── SUPPLIED INFORMATION

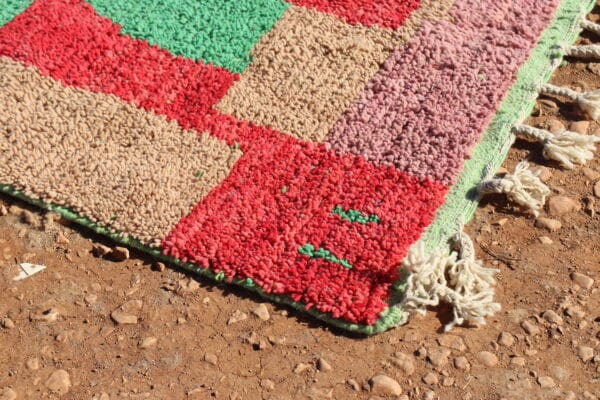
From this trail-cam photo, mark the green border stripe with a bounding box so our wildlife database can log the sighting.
[0,0,33,27]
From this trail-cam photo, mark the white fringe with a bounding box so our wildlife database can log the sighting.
[513,124,600,169]
[477,161,550,217]
[539,83,600,120]
[581,19,600,37]
[403,233,500,332]
[564,44,600,61]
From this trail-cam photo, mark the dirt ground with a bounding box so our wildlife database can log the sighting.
[2,17,600,400]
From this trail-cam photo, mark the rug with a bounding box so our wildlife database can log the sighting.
[1,0,599,334]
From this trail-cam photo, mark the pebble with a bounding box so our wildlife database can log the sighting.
[260,379,275,391]
[422,372,439,385]
[31,308,60,322]
[510,357,526,367]
[293,363,311,374]
[55,231,69,245]
[547,196,580,217]
[45,369,71,395]
[227,310,248,325]
[392,352,415,376]
[442,377,455,387]
[570,120,590,134]
[92,244,112,257]
[548,365,569,382]
[583,167,600,181]
[536,376,556,388]
[204,353,218,366]
[427,348,451,368]
[21,210,38,226]
[251,304,270,321]
[152,262,166,272]
[423,390,436,400]
[84,294,98,305]
[0,389,17,400]
[110,246,129,261]
[565,392,576,400]
[26,358,40,370]
[571,272,594,290]
[595,181,600,198]
[1,318,15,329]
[317,358,332,372]
[577,346,595,362]
[498,332,515,347]
[477,351,499,367]
[545,119,565,133]
[454,356,470,371]
[535,218,562,232]
[111,310,137,324]
[538,236,553,245]
[0,204,7,216]
[346,379,360,391]
[437,334,467,352]
[92,393,110,400]
[542,310,563,325]
[521,320,541,336]
[530,165,553,182]
[139,337,158,349]
[369,375,402,396]
[565,305,586,319]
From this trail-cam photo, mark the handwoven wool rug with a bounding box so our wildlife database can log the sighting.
[1,0,599,334]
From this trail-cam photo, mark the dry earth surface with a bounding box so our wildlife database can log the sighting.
[2,13,600,400]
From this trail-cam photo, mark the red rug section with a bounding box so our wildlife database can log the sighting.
[163,141,447,324]
[0,0,448,324]
[0,0,237,123]
[288,0,420,29]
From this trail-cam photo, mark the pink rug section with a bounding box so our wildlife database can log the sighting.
[327,0,560,185]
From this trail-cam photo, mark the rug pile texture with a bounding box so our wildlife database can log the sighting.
[0,0,596,333]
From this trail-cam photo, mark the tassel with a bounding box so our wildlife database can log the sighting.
[564,44,600,61]
[512,124,600,169]
[581,19,600,37]
[477,161,550,217]
[539,83,600,120]
[403,233,500,332]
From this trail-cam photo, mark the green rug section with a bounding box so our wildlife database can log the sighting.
[0,0,33,27]
[87,0,289,73]
[420,0,595,253]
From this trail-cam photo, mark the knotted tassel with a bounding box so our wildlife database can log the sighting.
[477,161,550,217]
[403,233,500,332]
[513,124,600,169]
[564,44,600,61]
[539,83,600,120]
[581,19,600,36]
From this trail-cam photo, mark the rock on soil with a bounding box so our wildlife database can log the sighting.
[547,196,580,217]
[251,304,270,321]
[45,369,71,395]
[369,375,402,396]
[437,334,466,352]
[570,272,594,290]
[476,351,499,367]
[0,388,17,400]
[535,218,562,232]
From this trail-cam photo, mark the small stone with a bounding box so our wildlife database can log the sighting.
[139,337,158,349]
[369,375,402,396]
[92,393,110,400]
[92,244,111,257]
[110,246,129,261]
[547,196,580,217]
[476,351,498,367]
[422,372,439,385]
[565,305,586,319]
[437,335,467,352]
[571,120,590,134]
[251,304,270,321]
[493,217,509,226]
[110,310,137,325]
[21,210,38,226]
[510,357,526,367]
[152,262,166,272]
[346,379,360,391]
[0,204,7,216]
[227,310,248,325]
[565,392,576,400]
[538,236,553,245]
[535,218,562,232]
[577,346,595,362]
[26,358,39,370]
[204,352,218,366]
[317,358,332,372]
[392,352,415,376]
[536,376,556,388]
[454,356,470,371]
[55,231,69,245]
[530,165,553,182]
[542,310,563,325]
[583,167,600,181]
[498,332,515,347]
[521,320,541,336]
[427,348,451,368]
[84,294,97,305]
[442,377,455,387]
[423,390,436,400]
[45,369,71,395]
[1,318,15,329]
[293,363,311,374]
[8,205,22,216]
[544,119,565,134]
[594,181,600,198]
[177,317,186,324]
[31,308,60,322]
[0,389,17,400]
[548,365,569,382]
[571,272,594,290]
[260,379,275,391]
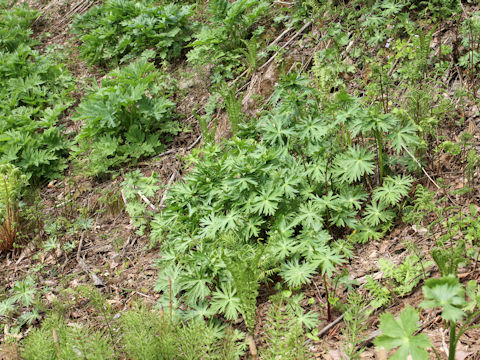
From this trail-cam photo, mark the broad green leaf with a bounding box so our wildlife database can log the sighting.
[374,305,431,360]
[421,276,466,322]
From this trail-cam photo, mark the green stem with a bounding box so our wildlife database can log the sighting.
[323,273,332,322]
[455,310,480,341]
[448,321,456,360]
[375,129,384,184]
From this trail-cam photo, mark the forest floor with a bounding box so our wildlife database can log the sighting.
[1,1,480,359]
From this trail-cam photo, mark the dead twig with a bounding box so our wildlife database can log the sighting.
[401,145,458,205]
[159,172,177,209]
[137,190,158,212]
[187,134,203,151]
[257,21,313,73]
[317,313,345,337]
[247,334,257,360]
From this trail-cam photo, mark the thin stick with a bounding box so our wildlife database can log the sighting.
[402,145,441,190]
[187,134,202,151]
[137,191,158,212]
[317,313,345,337]
[231,26,295,88]
[159,173,177,209]
[401,145,458,206]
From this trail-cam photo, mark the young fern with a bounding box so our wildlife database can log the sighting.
[0,164,25,251]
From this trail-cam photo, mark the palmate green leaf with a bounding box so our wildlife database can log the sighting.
[339,185,368,210]
[364,200,395,227]
[182,272,212,306]
[155,263,185,298]
[360,111,397,134]
[388,122,420,153]
[312,245,345,278]
[296,115,328,144]
[198,213,224,239]
[373,175,413,207]
[296,230,331,259]
[74,96,118,137]
[210,283,241,321]
[333,146,375,183]
[294,200,323,231]
[374,305,431,360]
[258,115,296,147]
[421,276,466,323]
[0,297,15,316]
[315,192,340,213]
[276,170,301,199]
[250,185,282,216]
[279,258,317,288]
[268,235,298,261]
[380,0,403,16]
[292,308,320,330]
[349,222,384,243]
[184,302,216,321]
[329,206,358,228]
[11,276,36,307]
[241,216,264,239]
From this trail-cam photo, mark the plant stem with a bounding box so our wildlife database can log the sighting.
[323,273,332,322]
[375,129,384,184]
[448,321,456,360]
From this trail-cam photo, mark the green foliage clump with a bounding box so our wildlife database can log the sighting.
[0,276,40,334]
[21,314,114,360]
[152,75,417,324]
[0,164,24,209]
[364,276,391,309]
[121,307,246,360]
[0,1,39,51]
[259,291,317,360]
[72,0,194,66]
[0,4,75,183]
[188,0,268,81]
[379,255,432,296]
[73,57,179,175]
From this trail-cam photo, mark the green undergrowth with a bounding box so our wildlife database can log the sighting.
[3,0,480,358]
[72,0,194,67]
[151,72,419,327]
[187,0,270,82]
[72,56,180,176]
[20,300,247,360]
[22,314,114,360]
[0,2,74,183]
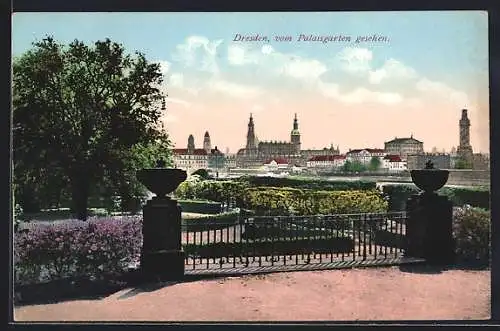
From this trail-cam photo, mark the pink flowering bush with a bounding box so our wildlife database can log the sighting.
[14,216,142,285]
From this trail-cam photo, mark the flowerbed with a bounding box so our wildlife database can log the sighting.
[14,216,142,286]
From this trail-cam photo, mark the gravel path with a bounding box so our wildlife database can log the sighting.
[14,266,490,321]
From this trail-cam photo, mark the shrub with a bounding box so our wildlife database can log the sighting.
[440,187,490,210]
[178,199,222,214]
[453,206,490,266]
[14,216,142,286]
[382,184,419,211]
[237,176,377,191]
[182,211,241,231]
[240,187,388,216]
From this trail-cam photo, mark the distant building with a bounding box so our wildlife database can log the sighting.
[407,153,451,170]
[173,134,209,173]
[263,157,289,171]
[456,109,474,167]
[236,113,340,168]
[382,154,407,172]
[346,148,385,165]
[306,155,346,169]
[384,135,424,160]
[473,153,490,170]
[203,131,212,153]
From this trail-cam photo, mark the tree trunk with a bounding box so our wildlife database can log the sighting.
[70,173,90,221]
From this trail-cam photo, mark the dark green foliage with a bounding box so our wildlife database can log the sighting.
[191,169,211,179]
[382,184,490,211]
[453,206,490,266]
[182,211,240,231]
[13,36,172,220]
[237,176,377,191]
[439,187,490,210]
[341,160,367,173]
[178,200,222,214]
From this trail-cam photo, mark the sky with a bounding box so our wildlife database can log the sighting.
[12,11,490,154]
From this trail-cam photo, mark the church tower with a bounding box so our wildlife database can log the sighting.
[203,131,211,153]
[457,109,474,167]
[187,134,195,154]
[246,113,257,151]
[290,113,301,154]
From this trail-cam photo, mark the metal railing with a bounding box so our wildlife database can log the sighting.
[181,211,407,270]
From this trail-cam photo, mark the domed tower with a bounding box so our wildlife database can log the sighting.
[290,113,301,154]
[187,134,195,154]
[203,131,211,153]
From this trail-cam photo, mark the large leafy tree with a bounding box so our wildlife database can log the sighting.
[13,36,171,220]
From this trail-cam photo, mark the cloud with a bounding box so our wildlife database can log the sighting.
[156,60,171,76]
[280,57,328,82]
[318,81,403,105]
[172,35,223,74]
[169,73,184,88]
[335,47,373,74]
[416,78,470,107]
[208,78,263,99]
[227,44,259,66]
[168,97,192,108]
[369,59,417,84]
[251,104,265,113]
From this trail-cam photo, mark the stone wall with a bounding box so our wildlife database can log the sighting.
[446,169,490,186]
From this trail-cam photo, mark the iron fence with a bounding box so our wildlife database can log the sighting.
[181,211,407,270]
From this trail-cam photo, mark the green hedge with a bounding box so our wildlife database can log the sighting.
[238,176,377,191]
[382,184,490,211]
[182,211,241,231]
[178,199,222,214]
[241,187,388,216]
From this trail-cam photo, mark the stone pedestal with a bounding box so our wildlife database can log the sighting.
[140,196,185,280]
[406,192,455,264]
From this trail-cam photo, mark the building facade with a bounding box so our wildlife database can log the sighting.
[236,113,340,168]
[382,155,407,172]
[306,155,346,169]
[346,148,386,165]
[172,134,209,173]
[384,135,424,159]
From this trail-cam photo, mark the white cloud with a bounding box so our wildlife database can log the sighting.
[416,78,470,107]
[169,73,184,88]
[156,60,171,76]
[227,44,259,66]
[172,35,223,74]
[336,47,373,73]
[280,58,328,82]
[208,78,263,99]
[168,97,192,108]
[251,104,265,113]
[369,59,417,84]
[318,81,403,105]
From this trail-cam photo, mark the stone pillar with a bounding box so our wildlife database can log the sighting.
[406,192,454,264]
[137,167,187,281]
[405,162,455,265]
[140,196,185,280]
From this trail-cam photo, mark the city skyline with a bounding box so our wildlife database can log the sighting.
[12,11,490,154]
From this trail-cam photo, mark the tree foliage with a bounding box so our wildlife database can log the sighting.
[13,36,171,220]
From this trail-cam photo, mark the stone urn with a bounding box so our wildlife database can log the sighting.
[136,161,187,280]
[410,160,449,194]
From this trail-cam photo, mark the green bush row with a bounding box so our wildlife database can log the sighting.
[237,176,377,191]
[382,184,490,211]
[240,187,388,216]
[178,199,222,214]
[182,211,241,231]
[453,206,490,266]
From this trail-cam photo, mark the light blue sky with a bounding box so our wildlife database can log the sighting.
[11,12,490,153]
[12,11,488,88]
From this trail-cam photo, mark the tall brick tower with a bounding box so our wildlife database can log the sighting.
[457,109,474,167]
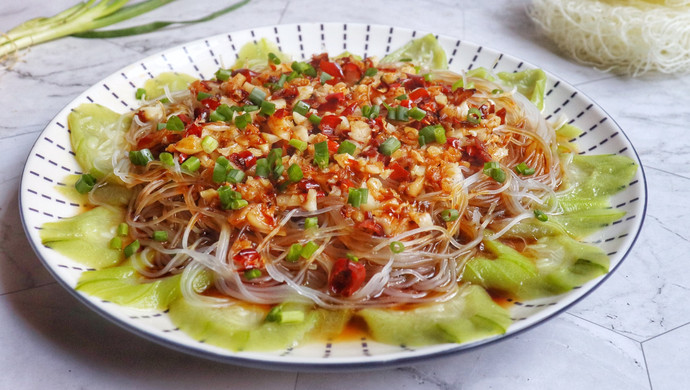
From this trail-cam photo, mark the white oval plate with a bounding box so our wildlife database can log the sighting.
[19,23,647,371]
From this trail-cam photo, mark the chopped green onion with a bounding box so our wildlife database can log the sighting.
[135,88,146,100]
[491,89,504,94]
[165,115,185,131]
[109,237,122,250]
[268,148,283,167]
[255,158,269,177]
[117,223,129,236]
[347,187,368,208]
[423,73,432,82]
[212,162,227,183]
[361,105,380,119]
[268,52,281,65]
[308,114,322,125]
[260,100,276,116]
[452,79,474,91]
[229,199,249,210]
[441,209,460,222]
[467,107,483,125]
[291,61,316,77]
[197,91,212,101]
[289,139,308,152]
[390,241,405,253]
[433,125,447,144]
[248,88,267,105]
[215,68,232,81]
[129,149,154,166]
[276,310,305,324]
[534,209,549,222]
[320,72,333,84]
[266,306,282,322]
[180,156,200,172]
[242,105,259,113]
[276,73,288,88]
[301,241,320,259]
[364,67,378,77]
[152,230,168,242]
[515,162,536,176]
[160,98,170,104]
[226,169,245,184]
[293,100,310,116]
[156,122,166,130]
[210,103,235,122]
[346,253,359,262]
[313,141,329,169]
[218,186,246,210]
[395,106,409,121]
[286,243,303,262]
[244,269,262,279]
[286,71,299,81]
[304,217,318,229]
[408,107,426,121]
[159,152,174,166]
[379,137,401,156]
[337,140,356,155]
[234,112,252,130]
[74,173,96,194]
[395,94,408,101]
[483,161,506,183]
[201,136,219,153]
[124,240,140,258]
[287,163,304,183]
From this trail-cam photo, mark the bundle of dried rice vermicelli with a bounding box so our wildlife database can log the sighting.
[528,0,690,76]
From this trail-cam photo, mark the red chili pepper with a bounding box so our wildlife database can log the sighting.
[408,88,430,103]
[495,107,507,125]
[178,153,188,163]
[230,150,257,170]
[464,138,492,164]
[273,108,288,119]
[201,98,220,111]
[233,248,262,271]
[177,114,192,125]
[358,219,385,236]
[339,102,358,116]
[319,115,342,135]
[320,60,344,79]
[329,258,366,297]
[297,178,321,192]
[318,93,345,112]
[446,137,464,149]
[327,140,340,154]
[399,99,412,109]
[231,68,258,83]
[184,123,203,138]
[402,75,426,90]
[341,62,362,84]
[388,161,411,181]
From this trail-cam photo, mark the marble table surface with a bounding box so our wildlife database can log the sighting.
[2,0,689,388]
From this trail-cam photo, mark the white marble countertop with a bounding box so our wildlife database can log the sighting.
[1,0,689,388]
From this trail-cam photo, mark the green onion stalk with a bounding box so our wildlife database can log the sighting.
[1,0,250,62]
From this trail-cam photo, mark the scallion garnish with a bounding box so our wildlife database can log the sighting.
[215,68,232,81]
[304,217,318,229]
[291,61,316,77]
[364,67,378,77]
[109,237,122,250]
[515,162,536,176]
[241,105,258,113]
[289,139,308,152]
[346,253,359,262]
[124,240,140,258]
[337,140,356,155]
[260,100,276,116]
[152,230,168,242]
[196,91,212,101]
[135,88,146,100]
[379,137,401,156]
[129,149,154,166]
[361,105,380,119]
[159,152,174,166]
[467,107,483,125]
[483,161,506,183]
[218,186,246,210]
[234,112,252,130]
[201,136,219,153]
[117,223,129,236]
[395,94,408,101]
[74,173,96,194]
[347,187,368,208]
[423,73,432,82]
[441,209,460,222]
[165,115,185,131]
[313,141,329,169]
[293,100,310,116]
[408,106,426,121]
[255,158,269,177]
[248,88,267,105]
[180,156,200,172]
[286,243,303,262]
[301,241,319,259]
[308,114,322,126]
[534,209,549,222]
[268,52,281,65]
[390,241,405,253]
[212,161,227,183]
[226,169,245,184]
[244,269,262,280]
[156,122,166,130]
[320,72,333,84]
[284,164,302,183]
[492,88,504,94]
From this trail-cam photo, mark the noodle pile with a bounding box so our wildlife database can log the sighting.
[112,55,562,311]
[529,0,690,76]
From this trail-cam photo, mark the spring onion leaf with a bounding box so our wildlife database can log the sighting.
[152,230,168,242]
[390,241,405,253]
[379,137,401,156]
[441,209,460,222]
[180,156,200,172]
[244,269,262,279]
[75,173,97,194]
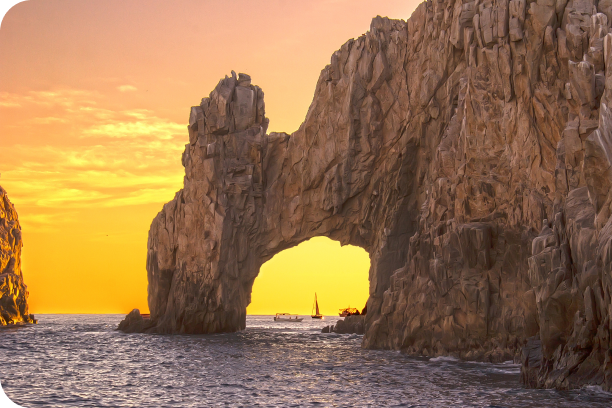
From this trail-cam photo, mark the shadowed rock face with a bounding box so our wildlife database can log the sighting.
[322,315,366,334]
[0,186,36,326]
[124,0,612,391]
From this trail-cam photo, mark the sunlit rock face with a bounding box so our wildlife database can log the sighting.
[141,63,411,335]
[0,186,36,326]
[131,0,612,390]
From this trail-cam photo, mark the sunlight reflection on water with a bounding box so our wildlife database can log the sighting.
[0,315,611,407]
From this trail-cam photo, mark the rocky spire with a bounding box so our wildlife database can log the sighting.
[0,186,36,326]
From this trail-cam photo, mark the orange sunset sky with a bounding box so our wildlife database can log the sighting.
[0,0,419,315]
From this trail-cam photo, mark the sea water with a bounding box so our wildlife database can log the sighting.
[1,315,611,407]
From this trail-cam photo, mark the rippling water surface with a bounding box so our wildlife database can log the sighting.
[1,315,611,407]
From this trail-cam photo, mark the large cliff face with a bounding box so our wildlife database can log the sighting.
[0,186,35,326]
[132,0,612,391]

────

### WHAT IS REQUIRED
Starting with the line that contains "From this trail-cam photo, mark the large cliff", print every line through the end of the entries above exactly as written, both boundary lines included, and nothing else.

### RESULT OF THE EXERCISE
From this trail-cam photo, mark the large cliff face with a bounding box so our wildlife database can log the sighting.
[0,186,35,326]
[132,0,612,391]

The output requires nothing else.